Tasks to carry out:
[1] According to the message, which two kinds of "art" might be meant by "state of the art"?
[2] Set down the stretch of the message from "Caliban Tiresias Darklock" through "Subject: [MUD-Dev] Re: State of the art?", copying it word for word.
[3] List each thing that the message says a state-of-the-art program may represent.

[MUD-Dev] Re: State of the art?

Caliban Tiresias Darklock caliban at darklock.com
Tue Feb 16 08:29:28 CET 1999


-----Original Message-----
From: diablo at best.com <diablo at best.com>
To: mud-dev at kanga.nu <mud-dev at kanga.nu>
Date: Tuesday, February 16, 1999 12:47 AM
Subject: [MUD-Dev] Re: State of the art?


>I think part of what you are saying depends on whether you wish to talk of
>a MUD-in-whole, or about aspects of a MUD.

I think state-of-the-art has several connotations which at least partially
conflict, especially when applied to technology. A state-of-the-art program
may represent the current "hot" technology, the current "hot" theme, or
something radically new and different in either area. The first question is
whether by "art" we mean the art of game design or the art of *server*
design. The second question is whether by "state" we mean the currently
accepted wisdom, or the latest promising departure from the norm. The latter
concept doesn't make any sense to me -- the art, as a whole, is by
definition *not* in the same state as such a departure.

Data section:

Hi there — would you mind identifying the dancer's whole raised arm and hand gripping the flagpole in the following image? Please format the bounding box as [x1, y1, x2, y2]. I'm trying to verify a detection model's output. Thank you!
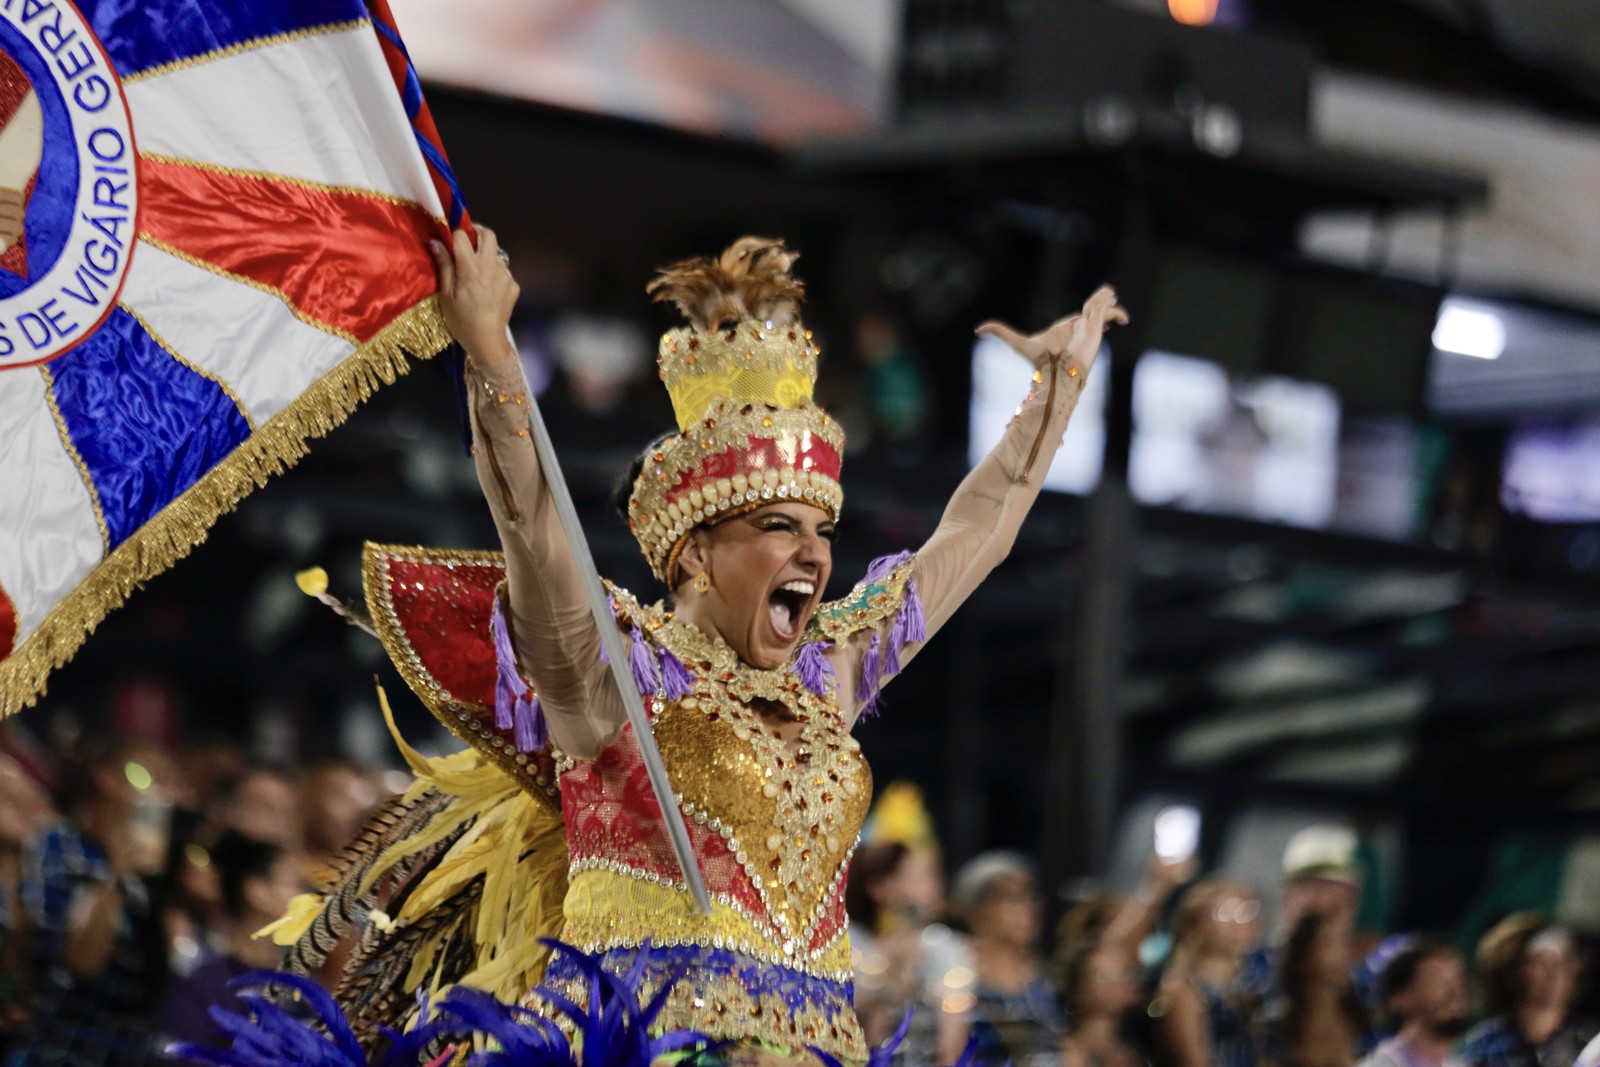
[432, 226, 624, 758]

Solution list:
[1] The art of game design or the art of server design.

[2]
Caliban Tiresias Darklock caliban at darklock.com
Tue Feb 16 08:29:28 CET 1999


-----Original Message-----
From: diablo at best.com <diablo at best.com>
To: mud-dev at kanga.nu <mud-dev at kanga.nu>
Date: Tuesday, February 16, 1999 12:47 AM
Subject: [MUD-Dev] Re: State of the art?

[3]
- The current "hot" technology
- The current "hot" theme
- Something radically new and different in either area